## RECORDS TO USE
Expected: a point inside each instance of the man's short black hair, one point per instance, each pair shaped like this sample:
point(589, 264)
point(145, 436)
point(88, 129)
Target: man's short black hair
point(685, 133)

## GIVEN REQUEST
Rewrite every entry above in full, request lines included, and offset each coordinate in the answers by adding 147 to it. Leave the sample points in the requests unchanged.

## EXERCISE OUTPUT
Expected: a point inside each instance of the man's short black hair, one point per instance, each pair shaped like this sample:
point(589, 264)
point(145, 436)
point(88, 129)
Target: man's short black hair
point(832, 280)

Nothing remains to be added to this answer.